- Given problem A -
Using the passage on the German Army Training Schools, answer the following:
(i) To which body are the training schools subordinated?
(ii) Who has commanded the Army Training Schools since 2008?
(iii) In which city is that commander based?
- Given problem B -
List every German-language term that the passage on the German Army Training Schools gives in parentheses.

- Supplied passage -
━━━━━━━━━━━━━━━━

= Army Training Schools =

Formation sign of the Army Training Schools

The German Army Training Schools (Schulen des Heeres) are the training establishments of the German Army, alongside the Army Training Centres (Zentren des Heeres).

== Command ==
The training schools are subordinated to the Army Office. The commander of all training schools is the Deputy Head of the Army Office. Most of the German Army training schools are responsible for the continuation training of a specific arm of service. The commander of each school is usually also the General of the Artillery, General of the Infantry, General of the Armoured Corps, etc. This appointment, despite the name, may be filled by a colonel (Oberst); most however are filled by an officer holding the rank of brigadier general (Brigadegeneral).

Since 2008 the Commander of Army Training Schools has been Brigadegeneral Heinrich Fischer who is based in the Army Office at Cologne.

━━━━━━━━━━━━━━━━

- Recorded data -
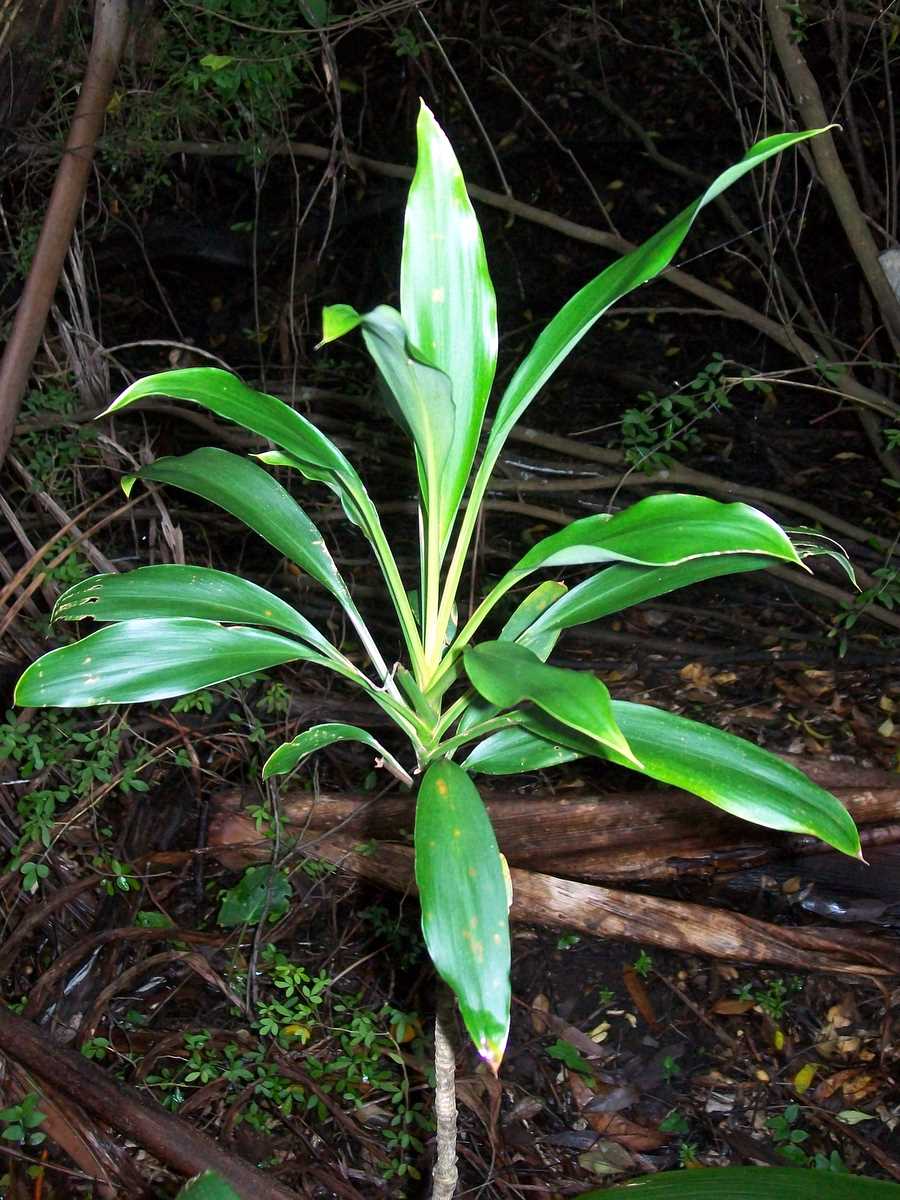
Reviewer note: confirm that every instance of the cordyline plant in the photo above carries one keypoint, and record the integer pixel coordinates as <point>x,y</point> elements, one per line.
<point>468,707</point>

━━━━━━━━━━━━━━━━

- Complete answer A -
(i) The Army Office.
(ii) Brigadegeneral Heinrich Fischer.
(iii) Cologne.

- Complete answer B -
Schulen des Heeres
Zentren des Heeres
Oberst
Brigadegeneral